• WORKING DATA

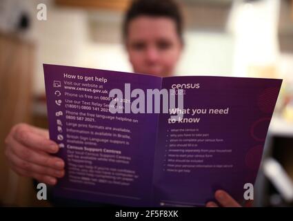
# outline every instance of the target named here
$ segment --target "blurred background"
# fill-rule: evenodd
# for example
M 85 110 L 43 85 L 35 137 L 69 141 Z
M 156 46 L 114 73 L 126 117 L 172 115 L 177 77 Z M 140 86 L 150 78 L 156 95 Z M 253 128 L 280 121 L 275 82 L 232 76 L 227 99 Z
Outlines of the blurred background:
M 177 75 L 283 79 L 254 206 L 292 206 L 293 1 L 177 1 L 185 41 Z M 121 38 L 130 2 L 0 0 L 0 205 L 50 206 L 9 169 L 5 137 L 19 122 L 48 126 L 43 63 L 132 71 Z M 40 3 L 45 20 L 37 19 Z

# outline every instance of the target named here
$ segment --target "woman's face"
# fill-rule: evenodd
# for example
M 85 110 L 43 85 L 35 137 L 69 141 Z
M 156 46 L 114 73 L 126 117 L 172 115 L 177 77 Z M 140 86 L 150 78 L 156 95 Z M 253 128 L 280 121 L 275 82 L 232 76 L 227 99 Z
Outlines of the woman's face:
M 135 73 L 161 77 L 173 75 L 182 50 L 174 21 L 163 17 L 131 20 L 125 44 Z

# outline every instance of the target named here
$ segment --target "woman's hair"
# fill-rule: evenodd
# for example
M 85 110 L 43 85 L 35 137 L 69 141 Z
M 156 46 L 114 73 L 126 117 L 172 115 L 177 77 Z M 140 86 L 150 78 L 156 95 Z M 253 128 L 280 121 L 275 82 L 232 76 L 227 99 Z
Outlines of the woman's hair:
M 133 0 L 126 12 L 123 26 L 124 39 L 128 37 L 128 26 L 131 20 L 141 16 L 164 17 L 172 19 L 182 41 L 183 19 L 177 3 L 173 0 Z

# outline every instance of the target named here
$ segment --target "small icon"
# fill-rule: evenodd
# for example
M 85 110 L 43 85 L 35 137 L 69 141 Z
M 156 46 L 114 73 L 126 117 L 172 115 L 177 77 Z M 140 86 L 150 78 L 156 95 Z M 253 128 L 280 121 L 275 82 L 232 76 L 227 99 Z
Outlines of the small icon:
M 63 112 L 62 111 L 57 111 L 56 112 L 56 117 L 60 117 L 63 115 Z
M 61 99 L 57 99 L 57 100 L 55 101 L 55 103 L 56 103 L 56 104 L 57 104 L 58 106 L 61 106 L 61 103 L 62 103 L 62 101 L 61 101 Z
M 61 134 L 59 134 L 58 136 L 57 136 L 57 140 L 63 140 L 63 139 L 64 139 L 64 137 L 63 137 L 63 135 L 61 135 Z
M 63 132 L 62 127 L 61 127 L 60 126 L 58 126 L 57 131 L 59 133 L 62 133 Z
M 56 90 L 54 93 L 55 95 L 57 97 L 60 97 L 61 95 L 61 93 L 59 90 Z
M 62 122 L 60 119 L 57 119 L 57 125 L 62 126 Z
M 61 88 L 61 81 L 54 81 L 53 82 L 53 87 L 54 88 Z

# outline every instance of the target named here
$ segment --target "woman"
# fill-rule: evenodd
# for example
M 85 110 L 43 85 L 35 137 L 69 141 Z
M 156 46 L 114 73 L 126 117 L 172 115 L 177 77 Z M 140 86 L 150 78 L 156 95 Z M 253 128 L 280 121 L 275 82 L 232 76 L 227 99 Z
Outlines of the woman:
M 123 41 L 135 73 L 168 76 L 183 48 L 182 19 L 172 0 L 137 0 L 129 8 L 123 27 Z M 14 126 L 6 140 L 6 154 L 18 174 L 50 185 L 64 175 L 64 162 L 50 154 L 59 146 L 48 131 L 25 124 Z M 240 205 L 223 191 L 215 198 L 223 206 Z M 214 202 L 207 206 L 218 206 Z

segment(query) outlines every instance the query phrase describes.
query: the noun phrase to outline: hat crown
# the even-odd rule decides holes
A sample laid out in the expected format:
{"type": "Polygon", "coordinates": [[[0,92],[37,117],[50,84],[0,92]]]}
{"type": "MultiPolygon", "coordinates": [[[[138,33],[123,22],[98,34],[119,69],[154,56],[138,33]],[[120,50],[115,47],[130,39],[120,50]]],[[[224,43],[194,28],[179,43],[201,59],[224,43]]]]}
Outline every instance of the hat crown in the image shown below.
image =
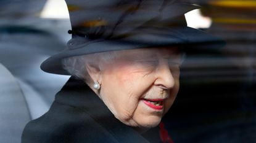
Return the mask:
{"type": "Polygon", "coordinates": [[[73,36],[118,39],[138,28],[186,26],[184,14],[197,6],[164,0],[66,0],[73,36]]]}

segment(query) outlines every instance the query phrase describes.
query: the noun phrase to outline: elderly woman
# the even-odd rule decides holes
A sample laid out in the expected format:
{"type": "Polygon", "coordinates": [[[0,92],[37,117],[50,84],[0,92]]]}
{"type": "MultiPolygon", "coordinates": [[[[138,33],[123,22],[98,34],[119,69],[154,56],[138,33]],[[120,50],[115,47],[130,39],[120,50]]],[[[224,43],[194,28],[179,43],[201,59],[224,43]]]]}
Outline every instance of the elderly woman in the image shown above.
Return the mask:
{"type": "Polygon", "coordinates": [[[172,142],[158,125],[177,95],[183,53],[220,41],[186,26],[184,14],[197,7],[66,2],[72,39],[41,69],[72,76],[49,110],[26,126],[22,142],[172,142]]]}

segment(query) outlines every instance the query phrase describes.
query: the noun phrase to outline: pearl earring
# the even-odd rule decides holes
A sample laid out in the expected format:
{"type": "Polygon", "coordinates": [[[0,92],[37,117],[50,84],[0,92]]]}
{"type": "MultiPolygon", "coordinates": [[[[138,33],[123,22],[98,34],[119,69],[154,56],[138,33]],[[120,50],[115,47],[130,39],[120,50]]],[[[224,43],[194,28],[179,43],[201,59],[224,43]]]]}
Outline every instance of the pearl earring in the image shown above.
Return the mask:
{"type": "Polygon", "coordinates": [[[99,85],[99,82],[97,82],[93,84],[93,88],[96,90],[99,90],[101,88],[101,85],[99,85]]]}

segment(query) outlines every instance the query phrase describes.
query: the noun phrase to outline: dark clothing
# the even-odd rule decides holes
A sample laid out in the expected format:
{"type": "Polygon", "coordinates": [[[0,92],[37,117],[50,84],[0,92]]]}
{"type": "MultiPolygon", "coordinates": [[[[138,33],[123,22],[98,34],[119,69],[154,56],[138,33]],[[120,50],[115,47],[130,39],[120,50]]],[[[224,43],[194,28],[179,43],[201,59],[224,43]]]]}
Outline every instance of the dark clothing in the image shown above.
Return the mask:
{"type": "Polygon", "coordinates": [[[161,142],[159,128],[140,134],[117,120],[82,80],[70,78],[49,110],[28,123],[22,143],[161,142]]]}

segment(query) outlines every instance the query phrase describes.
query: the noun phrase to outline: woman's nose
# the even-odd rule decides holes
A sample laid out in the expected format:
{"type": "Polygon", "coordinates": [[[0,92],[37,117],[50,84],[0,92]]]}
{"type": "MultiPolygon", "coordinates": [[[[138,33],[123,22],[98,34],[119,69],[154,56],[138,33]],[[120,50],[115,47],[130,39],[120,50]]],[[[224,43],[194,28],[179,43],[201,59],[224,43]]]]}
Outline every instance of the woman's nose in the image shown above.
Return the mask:
{"type": "Polygon", "coordinates": [[[162,60],[155,69],[155,77],[154,84],[161,88],[170,89],[174,87],[175,81],[170,69],[168,61],[162,60]]]}

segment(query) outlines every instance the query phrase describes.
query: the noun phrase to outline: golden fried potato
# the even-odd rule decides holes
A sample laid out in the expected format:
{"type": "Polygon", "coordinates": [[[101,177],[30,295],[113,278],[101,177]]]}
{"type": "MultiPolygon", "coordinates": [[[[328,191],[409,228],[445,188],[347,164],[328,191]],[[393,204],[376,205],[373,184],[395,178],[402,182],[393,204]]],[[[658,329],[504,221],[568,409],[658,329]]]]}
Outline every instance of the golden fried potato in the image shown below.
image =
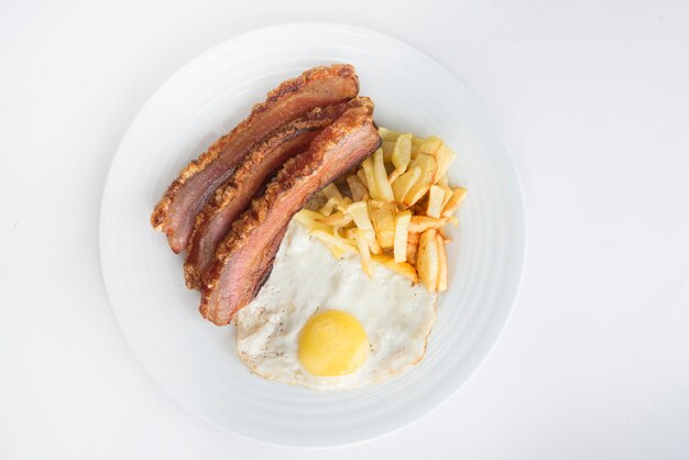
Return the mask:
{"type": "Polygon", "coordinates": [[[373,276],[373,264],[371,263],[371,251],[369,250],[369,241],[365,233],[361,229],[352,229],[354,240],[357,241],[357,249],[359,249],[359,255],[361,256],[361,270],[369,276],[373,276]]]}
{"type": "Polygon", "coordinates": [[[397,174],[407,169],[412,160],[412,134],[402,134],[397,138],[391,160],[397,174]]]}
{"type": "Polygon", "coordinates": [[[436,233],[436,244],[438,247],[438,291],[447,291],[447,252],[445,251],[445,238],[436,233]]]}
{"type": "Polygon", "coordinates": [[[428,216],[413,216],[409,222],[409,231],[420,233],[428,229],[439,229],[447,223],[447,218],[435,218],[428,216]]]}
{"type": "Polygon", "coordinates": [[[378,209],[371,211],[371,221],[375,230],[375,238],[381,248],[392,248],[395,243],[395,211],[394,202],[383,202],[378,209]]]}
{"type": "Polygon", "coordinates": [[[438,287],[438,245],[436,230],[429,229],[422,233],[416,256],[416,271],[424,286],[429,292],[438,287]]]}
{"type": "Polygon", "coordinates": [[[412,211],[408,209],[395,215],[395,239],[393,248],[395,263],[406,262],[407,260],[407,239],[411,221],[412,211]]]}
{"type": "Polygon", "coordinates": [[[403,202],[404,197],[407,196],[409,190],[418,182],[422,176],[420,167],[412,167],[406,173],[401,175],[392,183],[392,193],[395,196],[395,201],[403,202]]]}
{"type": "Polygon", "coordinates": [[[375,180],[375,190],[378,191],[378,196],[373,198],[385,201],[394,201],[395,197],[393,196],[392,187],[387,182],[387,172],[385,171],[383,151],[381,149],[373,153],[373,179],[375,180]]]}
{"type": "Polygon", "coordinates": [[[416,265],[416,254],[418,253],[418,242],[420,233],[407,233],[407,262],[416,265]]]}
{"type": "Polygon", "coordinates": [[[414,205],[416,201],[420,200],[424,195],[426,195],[428,188],[434,184],[434,178],[436,172],[438,171],[438,164],[435,156],[419,154],[416,160],[414,160],[411,167],[419,167],[422,169],[422,175],[405,195],[403,202],[406,206],[414,205]]]}
{"type": "Polygon", "coordinates": [[[445,198],[445,190],[437,185],[431,185],[428,189],[428,199],[426,204],[426,216],[440,217],[442,211],[442,199],[445,198]]]}
{"type": "Polygon", "coordinates": [[[369,197],[369,189],[359,180],[357,175],[350,174],[347,176],[347,186],[349,187],[349,191],[352,193],[352,199],[354,201],[365,201],[369,197]]]}
{"type": "Polygon", "coordinates": [[[406,262],[395,263],[395,260],[390,255],[372,255],[371,260],[375,263],[380,263],[381,265],[386,266],[393,272],[406,276],[412,283],[418,283],[418,275],[416,274],[416,270],[414,270],[414,266],[406,262]]]}

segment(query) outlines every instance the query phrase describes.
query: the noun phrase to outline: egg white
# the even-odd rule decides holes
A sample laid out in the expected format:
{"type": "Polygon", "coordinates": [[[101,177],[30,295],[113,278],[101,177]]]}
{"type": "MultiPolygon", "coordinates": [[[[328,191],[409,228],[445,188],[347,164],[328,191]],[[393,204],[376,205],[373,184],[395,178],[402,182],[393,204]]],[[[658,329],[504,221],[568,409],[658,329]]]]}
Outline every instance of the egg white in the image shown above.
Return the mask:
{"type": "Polygon", "coordinates": [[[237,351],[265,379],[318,390],[353,388],[418,363],[435,318],[434,293],[378,264],[368,277],[358,255],[336,260],[293,220],[269,280],[234,317],[237,351]],[[349,313],[367,331],[370,353],[352,374],[316,376],[299,363],[299,332],[311,315],[325,309],[349,313]]]}

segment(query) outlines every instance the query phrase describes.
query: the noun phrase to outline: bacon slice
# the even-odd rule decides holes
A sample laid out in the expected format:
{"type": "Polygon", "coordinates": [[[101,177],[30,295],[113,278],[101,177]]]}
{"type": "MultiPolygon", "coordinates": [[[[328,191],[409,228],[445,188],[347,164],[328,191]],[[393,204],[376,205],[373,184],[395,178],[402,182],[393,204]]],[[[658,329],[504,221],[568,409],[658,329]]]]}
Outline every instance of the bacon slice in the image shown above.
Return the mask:
{"type": "Polygon", "coordinates": [[[269,177],[287,160],[306,151],[311,140],[356,101],[325,109],[316,108],[252,149],[230,179],[216,190],[214,198],[196,216],[184,262],[187,287],[200,288],[203,275],[212,262],[216,248],[269,177]]]}
{"type": "Polygon", "coordinates": [[[373,124],[373,102],[359,98],[314,139],[308,151],[289,160],[240,216],[216,250],[201,287],[201,315],[218,326],[255,296],[271,271],[292,217],[317,190],[375,151],[381,139],[373,124]]]}
{"type": "Polygon", "coordinates": [[[166,233],[175,253],[182,252],[198,211],[253,145],[314,108],[347,101],[358,92],[354,68],[344,64],[315,67],[284,81],[244,121],[182,169],[155,206],[151,224],[166,233]]]}

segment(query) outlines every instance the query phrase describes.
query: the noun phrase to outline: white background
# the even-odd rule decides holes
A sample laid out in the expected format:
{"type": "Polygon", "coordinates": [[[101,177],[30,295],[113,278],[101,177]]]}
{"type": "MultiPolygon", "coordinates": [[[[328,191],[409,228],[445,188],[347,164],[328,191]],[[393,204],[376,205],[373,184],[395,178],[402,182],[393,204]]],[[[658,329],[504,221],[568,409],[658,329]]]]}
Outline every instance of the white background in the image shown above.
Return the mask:
{"type": "Polygon", "coordinates": [[[0,0],[0,458],[689,458],[689,2],[394,3],[0,0]],[[178,407],[98,258],[108,166],[153,90],[304,20],[379,30],[466,80],[513,149],[529,229],[516,310],[469,384],[327,452],[178,407]]]}

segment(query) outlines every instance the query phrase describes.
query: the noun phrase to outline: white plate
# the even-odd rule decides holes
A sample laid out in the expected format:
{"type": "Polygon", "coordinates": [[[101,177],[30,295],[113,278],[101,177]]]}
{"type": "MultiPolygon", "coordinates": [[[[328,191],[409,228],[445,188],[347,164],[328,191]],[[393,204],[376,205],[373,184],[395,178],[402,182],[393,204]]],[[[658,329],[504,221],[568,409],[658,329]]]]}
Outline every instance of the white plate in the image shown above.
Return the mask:
{"type": "Polygon", "coordinates": [[[524,262],[524,206],[510,152],[477,97],[418,50],[380,33],[289,24],[241,35],[192,61],[132,122],[112,162],[100,216],[112,309],[153,379],[179,404],[238,435],[333,446],[382,436],[452,395],[505,327],[524,262]],[[437,134],[457,153],[451,182],[469,189],[449,245],[449,292],[424,361],[381,385],[316,392],[252,375],[232,327],[197,313],[182,258],[149,223],[177,172],[285,78],[319,64],[357,67],[379,124],[437,134]]]}

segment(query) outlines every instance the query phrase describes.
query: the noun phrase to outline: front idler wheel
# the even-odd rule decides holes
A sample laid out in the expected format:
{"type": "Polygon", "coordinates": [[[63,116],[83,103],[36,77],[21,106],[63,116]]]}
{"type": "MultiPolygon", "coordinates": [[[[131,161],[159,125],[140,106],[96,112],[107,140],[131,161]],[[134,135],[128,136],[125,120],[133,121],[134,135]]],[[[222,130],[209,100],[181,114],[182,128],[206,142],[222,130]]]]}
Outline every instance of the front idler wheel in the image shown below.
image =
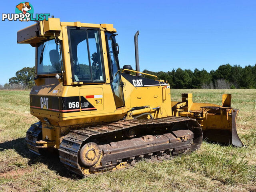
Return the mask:
{"type": "Polygon", "coordinates": [[[95,143],[86,143],[80,150],[79,159],[83,166],[91,167],[95,165],[100,160],[101,150],[95,143]]]}

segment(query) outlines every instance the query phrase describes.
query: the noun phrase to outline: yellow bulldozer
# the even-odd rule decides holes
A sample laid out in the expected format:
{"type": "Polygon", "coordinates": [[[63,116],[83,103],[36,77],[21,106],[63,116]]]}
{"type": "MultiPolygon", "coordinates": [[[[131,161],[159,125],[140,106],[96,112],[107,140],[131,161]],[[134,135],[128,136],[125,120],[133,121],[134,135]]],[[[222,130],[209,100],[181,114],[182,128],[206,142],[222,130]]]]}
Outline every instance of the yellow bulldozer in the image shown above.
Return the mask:
{"type": "Polygon", "coordinates": [[[136,69],[120,68],[116,32],[111,24],[54,18],[18,32],[18,43],[36,48],[30,108],[39,121],[26,133],[30,151],[58,149],[65,166],[83,176],[194,151],[203,136],[243,146],[231,95],[222,106],[193,103],[188,93],[171,102],[168,83],[140,72],[138,31],[136,69]]]}

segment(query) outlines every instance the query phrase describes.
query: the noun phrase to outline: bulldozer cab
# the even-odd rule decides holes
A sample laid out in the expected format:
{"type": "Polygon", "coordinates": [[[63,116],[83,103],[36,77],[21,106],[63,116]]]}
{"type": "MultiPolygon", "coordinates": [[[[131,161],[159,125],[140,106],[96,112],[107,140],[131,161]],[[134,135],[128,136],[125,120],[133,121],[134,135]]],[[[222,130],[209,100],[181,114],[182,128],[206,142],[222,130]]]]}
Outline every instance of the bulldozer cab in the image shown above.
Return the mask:
{"type": "Polygon", "coordinates": [[[36,47],[37,85],[43,78],[55,83],[55,76],[64,86],[110,84],[118,108],[125,102],[115,32],[112,24],[60,22],[50,18],[18,32],[17,42],[36,47]]]}

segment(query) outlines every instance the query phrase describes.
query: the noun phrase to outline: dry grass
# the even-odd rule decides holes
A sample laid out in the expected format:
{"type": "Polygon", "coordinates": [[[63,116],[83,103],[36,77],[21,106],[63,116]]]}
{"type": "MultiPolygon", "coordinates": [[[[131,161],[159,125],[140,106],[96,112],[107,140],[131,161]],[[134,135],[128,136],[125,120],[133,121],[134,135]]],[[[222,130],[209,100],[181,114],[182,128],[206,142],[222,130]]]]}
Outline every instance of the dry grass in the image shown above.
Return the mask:
{"type": "Polygon", "coordinates": [[[0,91],[0,191],[256,191],[256,90],[172,90],[172,100],[192,92],[194,100],[221,104],[232,94],[240,110],[238,134],[245,148],[204,142],[191,155],[161,163],[80,178],[68,172],[58,156],[28,152],[24,137],[37,121],[30,115],[28,91],[0,91]]]}

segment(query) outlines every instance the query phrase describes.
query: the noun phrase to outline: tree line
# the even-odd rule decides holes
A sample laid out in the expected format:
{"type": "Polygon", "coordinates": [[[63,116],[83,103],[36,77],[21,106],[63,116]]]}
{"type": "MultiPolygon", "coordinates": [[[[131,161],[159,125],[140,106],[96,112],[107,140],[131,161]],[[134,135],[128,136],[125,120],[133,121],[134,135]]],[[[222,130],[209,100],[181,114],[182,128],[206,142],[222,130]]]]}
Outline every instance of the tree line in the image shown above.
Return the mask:
{"type": "MultiPolygon", "coordinates": [[[[256,88],[256,64],[242,68],[229,64],[220,66],[210,72],[195,69],[183,70],[178,68],[171,71],[154,72],[145,70],[144,73],[156,75],[158,79],[167,81],[175,89],[256,88]]],[[[143,76],[154,79],[149,76],[143,76]]]]}
{"type": "MultiPolygon", "coordinates": [[[[9,79],[9,83],[4,86],[0,85],[0,89],[30,89],[35,85],[35,67],[23,68],[16,72],[15,77],[9,79]]],[[[147,70],[143,72],[156,75],[158,79],[164,80],[175,89],[256,88],[256,64],[244,68],[224,64],[210,72],[204,69],[196,69],[192,71],[180,68],[168,72],[147,70]]],[[[142,76],[154,79],[148,76],[142,76]]]]}

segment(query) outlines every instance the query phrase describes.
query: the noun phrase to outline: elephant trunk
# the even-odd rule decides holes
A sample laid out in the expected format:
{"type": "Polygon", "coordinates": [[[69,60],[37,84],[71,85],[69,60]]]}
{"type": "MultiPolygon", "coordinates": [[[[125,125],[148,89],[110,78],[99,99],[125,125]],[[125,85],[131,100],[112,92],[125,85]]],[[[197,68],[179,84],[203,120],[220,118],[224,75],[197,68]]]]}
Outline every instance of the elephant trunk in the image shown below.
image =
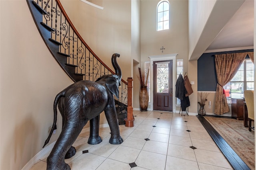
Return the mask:
{"type": "Polygon", "coordinates": [[[116,75],[118,76],[119,79],[119,84],[120,84],[120,82],[122,79],[122,72],[121,72],[121,68],[120,68],[119,65],[116,62],[116,57],[119,57],[120,56],[120,55],[119,54],[115,53],[112,55],[112,58],[111,59],[112,65],[115,69],[115,71],[116,71],[116,75]]]}

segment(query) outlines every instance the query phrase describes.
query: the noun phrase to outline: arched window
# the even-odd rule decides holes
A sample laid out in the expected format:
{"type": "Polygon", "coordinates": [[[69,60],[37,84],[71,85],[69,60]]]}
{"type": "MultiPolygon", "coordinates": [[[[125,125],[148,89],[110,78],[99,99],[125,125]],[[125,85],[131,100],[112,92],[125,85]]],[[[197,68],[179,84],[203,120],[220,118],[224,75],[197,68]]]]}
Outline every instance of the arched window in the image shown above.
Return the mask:
{"type": "Polygon", "coordinates": [[[161,0],[157,5],[157,31],[169,29],[169,2],[161,0]]]}

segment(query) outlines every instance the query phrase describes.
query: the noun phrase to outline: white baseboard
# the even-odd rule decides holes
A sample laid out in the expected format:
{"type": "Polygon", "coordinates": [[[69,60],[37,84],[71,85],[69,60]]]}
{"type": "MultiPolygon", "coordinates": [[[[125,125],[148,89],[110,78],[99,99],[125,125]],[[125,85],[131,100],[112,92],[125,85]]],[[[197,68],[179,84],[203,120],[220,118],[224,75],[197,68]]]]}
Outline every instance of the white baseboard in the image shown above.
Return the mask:
{"type": "MultiPolygon", "coordinates": [[[[100,128],[108,127],[109,126],[108,125],[108,124],[105,123],[102,125],[100,125],[100,128]]],[[[90,127],[83,129],[81,131],[81,132],[83,132],[84,131],[90,131],[90,127]]],[[[53,147],[54,146],[56,143],[56,141],[55,141],[41,150],[36,155],[35,155],[33,158],[32,158],[31,159],[30,159],[26,165],[25,165],[24,167],[22,168],[21,170],[30,170],[32,166],[33,166],[35,164],[38,162],[40,160],[41,160],[42,158],[43,158],[45,154],[52,150],[52,148],[53,148],[53,147]]]]}
{"type": "Polygon", "coordinates": [[[55,141],[41,150],[40,152],[32,158],[21,170],[29,170],[31,168],[32,168],[32,166],[33,166],[35,164],[38,162],[42,158],[43,158],[45,154],[52,149],[52,148],[53,148],[56,143],[56,141],[55,141]]]}

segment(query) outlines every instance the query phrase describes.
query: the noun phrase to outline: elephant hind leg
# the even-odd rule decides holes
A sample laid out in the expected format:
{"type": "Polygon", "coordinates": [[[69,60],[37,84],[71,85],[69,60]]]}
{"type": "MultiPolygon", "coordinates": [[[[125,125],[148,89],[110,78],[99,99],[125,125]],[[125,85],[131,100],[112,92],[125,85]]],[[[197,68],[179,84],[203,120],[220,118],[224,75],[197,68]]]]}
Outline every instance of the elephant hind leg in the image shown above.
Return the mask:
{"type": "Polygon", "coordinates": [[[88,144],[96,145],[102,141],[99,135],[100,129],[100,115],[90,120],[90,137],[88,139],[88,144]]]}
{"type": "Polygon", "coordinates": [[[70,169],[69,165],[65,162],[65,156],[86,124],[79,120],[74,122],[76,123],[66,122],[64,124],[60,136],[47,158],[47,170],[70,169]]]}
{"type": "Polygon", "coordinates": [[[68,159],[70,158],[75,154],[76,154],[76,150],[74,147],[73,146],[72,146],[71,147],[68,149],[68,152],[65,155],[65,159],[68,159]]]}

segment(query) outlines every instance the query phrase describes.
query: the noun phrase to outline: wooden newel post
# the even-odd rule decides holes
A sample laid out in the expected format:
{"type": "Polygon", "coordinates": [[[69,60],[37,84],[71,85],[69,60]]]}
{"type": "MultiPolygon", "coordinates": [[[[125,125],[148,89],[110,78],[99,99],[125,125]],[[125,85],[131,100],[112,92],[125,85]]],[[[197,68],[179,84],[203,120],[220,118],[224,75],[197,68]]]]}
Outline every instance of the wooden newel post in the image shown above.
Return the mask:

• PROMPT
Convert the lines from the start of the items through the line containing "Outlines of the blurred", inclusive, into a Markdown table with a Row column for the row number and a Text column for the line. Omit blank lines and pictures.

• CORRECT RESPONSE
| Row | Text |
|---|---|
| 1 | # outline every instance of the target named here |
| 2 | $ segment --target "blurred background" |
| 3 | # fill-rule: evenodd |
| 4 | # for example |
| 5 | M 85 110 L 43 85 L 35 137 L 69 141 Z |
| 6 | M 156 46 L 114 73 L 126 117 L 172 115 L 177 77 Z M 140 86 L 150 78 L 156 95 Z M 253 128 L 280 121 L 275 82 L 232 76 L 227 99 Z |
| 7 | Outlines of the blurred background: |